▶ _What to produce_:
Give the lines of the material from the one containing "[pin] man in" through the last line, inclusive, as a Markdown table with the columns Row and Line. Number each line in Row and omit any blank lines.

(Dataset rows)
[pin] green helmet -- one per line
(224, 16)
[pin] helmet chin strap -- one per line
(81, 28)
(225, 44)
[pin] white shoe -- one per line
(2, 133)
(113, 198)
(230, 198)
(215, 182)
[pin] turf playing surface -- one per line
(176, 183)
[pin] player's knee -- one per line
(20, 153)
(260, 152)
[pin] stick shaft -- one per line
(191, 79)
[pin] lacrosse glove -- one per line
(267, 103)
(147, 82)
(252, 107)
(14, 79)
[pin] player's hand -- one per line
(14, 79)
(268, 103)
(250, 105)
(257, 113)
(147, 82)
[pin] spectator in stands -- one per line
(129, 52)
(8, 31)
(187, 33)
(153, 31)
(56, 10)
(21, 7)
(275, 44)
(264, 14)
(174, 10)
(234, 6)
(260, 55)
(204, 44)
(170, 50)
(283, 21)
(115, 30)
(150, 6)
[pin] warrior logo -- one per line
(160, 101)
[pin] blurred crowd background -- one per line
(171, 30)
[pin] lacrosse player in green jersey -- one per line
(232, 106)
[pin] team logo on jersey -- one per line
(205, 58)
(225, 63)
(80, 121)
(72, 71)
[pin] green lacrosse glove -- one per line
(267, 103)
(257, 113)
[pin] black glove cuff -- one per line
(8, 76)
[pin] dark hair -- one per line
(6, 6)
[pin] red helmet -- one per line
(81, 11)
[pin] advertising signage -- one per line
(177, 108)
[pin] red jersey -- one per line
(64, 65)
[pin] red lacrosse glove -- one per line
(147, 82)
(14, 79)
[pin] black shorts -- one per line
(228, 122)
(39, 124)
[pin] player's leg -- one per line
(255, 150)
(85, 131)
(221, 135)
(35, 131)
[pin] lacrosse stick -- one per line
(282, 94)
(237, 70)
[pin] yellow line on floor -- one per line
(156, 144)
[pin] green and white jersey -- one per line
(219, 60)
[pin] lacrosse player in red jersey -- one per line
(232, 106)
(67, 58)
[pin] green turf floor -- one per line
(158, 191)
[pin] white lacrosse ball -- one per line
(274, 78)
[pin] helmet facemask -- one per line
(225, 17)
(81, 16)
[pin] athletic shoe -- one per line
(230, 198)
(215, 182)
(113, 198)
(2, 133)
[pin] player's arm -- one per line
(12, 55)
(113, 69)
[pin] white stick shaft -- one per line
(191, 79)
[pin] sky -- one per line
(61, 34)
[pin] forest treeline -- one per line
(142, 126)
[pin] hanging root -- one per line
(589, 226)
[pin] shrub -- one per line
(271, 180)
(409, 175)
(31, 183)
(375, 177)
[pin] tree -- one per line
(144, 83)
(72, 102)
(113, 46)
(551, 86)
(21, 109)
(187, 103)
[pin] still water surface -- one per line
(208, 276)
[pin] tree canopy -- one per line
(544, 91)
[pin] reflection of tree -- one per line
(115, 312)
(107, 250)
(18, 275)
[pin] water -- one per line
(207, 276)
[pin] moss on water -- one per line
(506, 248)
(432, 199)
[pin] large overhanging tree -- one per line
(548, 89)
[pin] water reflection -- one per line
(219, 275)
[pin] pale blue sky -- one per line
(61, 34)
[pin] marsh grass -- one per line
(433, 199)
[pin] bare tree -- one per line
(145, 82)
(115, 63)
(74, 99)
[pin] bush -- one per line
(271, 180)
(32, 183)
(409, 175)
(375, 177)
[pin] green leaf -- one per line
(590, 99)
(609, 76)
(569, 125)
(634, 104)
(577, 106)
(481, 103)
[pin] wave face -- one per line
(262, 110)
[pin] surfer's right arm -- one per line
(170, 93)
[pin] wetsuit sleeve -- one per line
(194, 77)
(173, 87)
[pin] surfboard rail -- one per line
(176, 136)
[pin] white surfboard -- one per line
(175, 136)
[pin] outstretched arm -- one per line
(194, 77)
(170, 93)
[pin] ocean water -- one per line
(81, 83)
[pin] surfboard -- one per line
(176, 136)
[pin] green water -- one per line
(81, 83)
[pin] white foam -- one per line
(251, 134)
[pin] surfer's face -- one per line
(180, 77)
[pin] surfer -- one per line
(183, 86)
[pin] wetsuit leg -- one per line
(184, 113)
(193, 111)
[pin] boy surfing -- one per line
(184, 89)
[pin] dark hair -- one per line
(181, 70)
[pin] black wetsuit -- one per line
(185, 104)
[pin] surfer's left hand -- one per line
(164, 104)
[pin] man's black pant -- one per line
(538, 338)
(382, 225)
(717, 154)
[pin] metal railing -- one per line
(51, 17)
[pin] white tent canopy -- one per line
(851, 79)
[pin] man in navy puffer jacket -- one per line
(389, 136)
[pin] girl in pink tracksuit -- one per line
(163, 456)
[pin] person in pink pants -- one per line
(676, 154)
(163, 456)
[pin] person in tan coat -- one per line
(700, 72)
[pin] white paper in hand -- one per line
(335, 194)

▶ _The reply_:
| Row | Line |
|---|---|
| 1 | [pin] man in navy puffer jacket -- one per line |
| 2 | (389, 136) |
| 3 | [pin] girl in pink tracksuit -- one per line |
| 4 | (163, 456) |
| 5 | [pin] person in pink pants -- one per line |
| 6 | (676, 154) |
| 7 | (163, 456) |
| 8 | [pin] person in tan coat -- one per line |
| 9 | (700, 72) |
| 10 | [pin] white paper in hand -- one per line |
| 11 | (335, 194) |